SOURCE EXTRACT:
They were probably obtained through side initiation or transesterification reaction by residual water at high conversion as they were only observed at low molar mass.

Polymerization of δ-valerolactone was also carried out in bulk conditions at 100 °C (Table 4). The catalyst-to-initiator molar ratio and the monomer-to-initiator ratio were varied. Polymerizations were much faster than for ε-CL but still slower than for LA as 48 h were needed to reach almost complete conversion, as expected for non-protic organo-catalysts. Polymers with controlled molar masses up to 9000 g mol⁻¹ and low dispersities were obtained, indicating fast initiation and minimal transesterification reactions.

AIM 1:
List each line of the rows that contains the word "nose".

RECORDS FOR THE EXERCISE:

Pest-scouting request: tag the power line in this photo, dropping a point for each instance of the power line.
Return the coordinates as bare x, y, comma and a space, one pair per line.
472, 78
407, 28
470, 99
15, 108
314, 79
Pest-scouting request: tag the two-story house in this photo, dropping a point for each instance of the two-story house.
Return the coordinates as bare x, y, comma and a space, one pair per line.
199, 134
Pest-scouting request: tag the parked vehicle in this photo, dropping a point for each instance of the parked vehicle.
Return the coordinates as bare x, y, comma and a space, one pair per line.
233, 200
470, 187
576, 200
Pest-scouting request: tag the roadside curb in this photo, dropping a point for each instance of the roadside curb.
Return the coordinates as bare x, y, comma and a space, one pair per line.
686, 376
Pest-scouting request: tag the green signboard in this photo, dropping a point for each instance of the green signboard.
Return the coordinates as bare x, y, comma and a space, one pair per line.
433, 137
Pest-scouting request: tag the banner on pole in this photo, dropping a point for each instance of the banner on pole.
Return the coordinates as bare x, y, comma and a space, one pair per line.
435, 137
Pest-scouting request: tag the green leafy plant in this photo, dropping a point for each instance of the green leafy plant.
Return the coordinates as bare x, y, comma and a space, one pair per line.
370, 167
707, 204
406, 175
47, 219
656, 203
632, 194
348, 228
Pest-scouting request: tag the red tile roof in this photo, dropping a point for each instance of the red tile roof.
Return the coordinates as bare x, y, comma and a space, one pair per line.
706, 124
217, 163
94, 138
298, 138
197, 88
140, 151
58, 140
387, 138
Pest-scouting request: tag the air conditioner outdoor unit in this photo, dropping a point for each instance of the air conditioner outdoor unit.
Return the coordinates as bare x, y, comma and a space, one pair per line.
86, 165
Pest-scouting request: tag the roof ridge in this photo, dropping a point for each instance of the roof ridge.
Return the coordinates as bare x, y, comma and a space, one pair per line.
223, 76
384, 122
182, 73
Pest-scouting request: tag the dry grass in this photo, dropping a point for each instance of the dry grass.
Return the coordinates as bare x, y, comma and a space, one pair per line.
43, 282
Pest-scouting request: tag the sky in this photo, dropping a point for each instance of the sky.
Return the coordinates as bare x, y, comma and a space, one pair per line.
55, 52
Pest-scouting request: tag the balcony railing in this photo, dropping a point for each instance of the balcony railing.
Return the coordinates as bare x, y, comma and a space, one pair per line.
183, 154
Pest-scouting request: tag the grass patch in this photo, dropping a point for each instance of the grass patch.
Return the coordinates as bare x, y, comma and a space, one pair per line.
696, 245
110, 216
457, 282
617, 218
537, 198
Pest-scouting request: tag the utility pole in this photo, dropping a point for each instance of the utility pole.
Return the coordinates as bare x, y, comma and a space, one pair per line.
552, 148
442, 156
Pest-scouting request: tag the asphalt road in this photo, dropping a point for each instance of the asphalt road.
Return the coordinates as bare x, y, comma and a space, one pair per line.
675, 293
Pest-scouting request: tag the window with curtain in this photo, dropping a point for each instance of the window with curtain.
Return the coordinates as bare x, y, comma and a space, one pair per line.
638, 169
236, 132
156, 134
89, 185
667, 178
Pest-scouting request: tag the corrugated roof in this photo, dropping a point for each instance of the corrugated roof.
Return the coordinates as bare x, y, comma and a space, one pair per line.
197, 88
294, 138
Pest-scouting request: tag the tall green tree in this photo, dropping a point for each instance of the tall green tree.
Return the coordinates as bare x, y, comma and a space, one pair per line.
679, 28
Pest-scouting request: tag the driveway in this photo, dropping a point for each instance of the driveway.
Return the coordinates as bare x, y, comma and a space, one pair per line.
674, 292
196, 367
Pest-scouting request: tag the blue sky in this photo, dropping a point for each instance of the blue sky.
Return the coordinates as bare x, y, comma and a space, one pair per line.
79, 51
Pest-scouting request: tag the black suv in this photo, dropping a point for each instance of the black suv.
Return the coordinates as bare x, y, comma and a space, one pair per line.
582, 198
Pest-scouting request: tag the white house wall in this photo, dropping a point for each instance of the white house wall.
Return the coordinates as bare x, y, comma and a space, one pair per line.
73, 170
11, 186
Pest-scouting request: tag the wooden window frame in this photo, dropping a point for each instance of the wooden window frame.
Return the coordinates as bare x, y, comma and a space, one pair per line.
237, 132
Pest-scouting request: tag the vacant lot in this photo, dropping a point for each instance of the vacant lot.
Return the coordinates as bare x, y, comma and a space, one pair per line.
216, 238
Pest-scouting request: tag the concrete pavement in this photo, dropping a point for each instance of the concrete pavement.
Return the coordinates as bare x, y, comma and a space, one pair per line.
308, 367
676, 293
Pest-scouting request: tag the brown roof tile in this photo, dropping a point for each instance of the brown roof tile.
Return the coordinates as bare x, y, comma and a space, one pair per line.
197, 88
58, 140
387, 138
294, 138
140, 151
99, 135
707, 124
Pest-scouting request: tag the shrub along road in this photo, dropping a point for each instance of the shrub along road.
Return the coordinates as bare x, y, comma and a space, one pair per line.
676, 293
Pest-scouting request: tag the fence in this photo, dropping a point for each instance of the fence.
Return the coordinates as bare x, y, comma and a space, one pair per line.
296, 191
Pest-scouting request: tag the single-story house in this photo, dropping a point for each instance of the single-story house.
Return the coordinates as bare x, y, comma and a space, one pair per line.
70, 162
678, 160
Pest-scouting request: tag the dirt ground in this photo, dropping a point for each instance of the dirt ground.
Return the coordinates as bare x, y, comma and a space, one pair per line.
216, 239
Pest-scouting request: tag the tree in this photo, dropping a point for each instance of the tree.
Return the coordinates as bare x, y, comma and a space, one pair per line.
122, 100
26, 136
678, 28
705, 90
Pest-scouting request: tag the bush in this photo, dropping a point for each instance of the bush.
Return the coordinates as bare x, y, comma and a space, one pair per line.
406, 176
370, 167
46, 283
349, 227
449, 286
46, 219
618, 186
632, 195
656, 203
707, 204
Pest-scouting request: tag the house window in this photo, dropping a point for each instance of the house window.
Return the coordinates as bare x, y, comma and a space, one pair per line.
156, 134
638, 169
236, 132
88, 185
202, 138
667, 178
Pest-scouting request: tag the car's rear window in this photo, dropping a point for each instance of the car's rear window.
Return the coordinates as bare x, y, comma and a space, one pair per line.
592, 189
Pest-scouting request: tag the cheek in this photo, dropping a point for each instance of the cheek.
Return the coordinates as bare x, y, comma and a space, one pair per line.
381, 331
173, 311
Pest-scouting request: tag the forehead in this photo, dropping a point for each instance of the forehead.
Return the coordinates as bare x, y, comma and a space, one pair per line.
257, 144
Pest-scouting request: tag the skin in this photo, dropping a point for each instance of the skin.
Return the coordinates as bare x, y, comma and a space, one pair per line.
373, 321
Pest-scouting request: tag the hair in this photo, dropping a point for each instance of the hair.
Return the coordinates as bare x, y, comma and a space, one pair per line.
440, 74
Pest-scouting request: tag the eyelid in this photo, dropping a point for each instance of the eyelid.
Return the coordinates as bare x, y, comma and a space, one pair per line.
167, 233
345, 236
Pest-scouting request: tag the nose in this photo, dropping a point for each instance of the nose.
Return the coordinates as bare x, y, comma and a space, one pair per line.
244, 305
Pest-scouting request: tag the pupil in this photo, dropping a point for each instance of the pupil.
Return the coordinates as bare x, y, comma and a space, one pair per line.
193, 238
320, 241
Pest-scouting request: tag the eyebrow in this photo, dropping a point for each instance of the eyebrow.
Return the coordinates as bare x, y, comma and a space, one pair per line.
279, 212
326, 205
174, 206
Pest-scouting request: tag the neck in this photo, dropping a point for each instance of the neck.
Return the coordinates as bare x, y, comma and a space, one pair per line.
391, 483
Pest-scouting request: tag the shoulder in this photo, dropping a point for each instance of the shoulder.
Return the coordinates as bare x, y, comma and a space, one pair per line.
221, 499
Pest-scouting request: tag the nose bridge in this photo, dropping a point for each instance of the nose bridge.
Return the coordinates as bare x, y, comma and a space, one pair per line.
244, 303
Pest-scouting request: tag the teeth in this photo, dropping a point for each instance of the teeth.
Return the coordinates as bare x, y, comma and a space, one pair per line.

AIM 2:
Answer these questions from the polymerization passage above.
(a) At what temperature was the bulk polymerization of δ-valerolactone carried out?
(b) How many hours were needed to reach almost complete conversion?
(c) Up to what molar mass were polymers with controlled molar masses obtained?

COMPLETE OUTPUT 1:
Pest-scouting request: tag the nose in this photo, dropping a point for each instance of the nose.
Pest-scouting request: tag the nose bridge in this photo, dropping a point for each instance of the nose bridge.

COMPLETE OUTPUT 2:
(a) 100 °C
(b) 48 h
(c) 9000 g mol⁻¹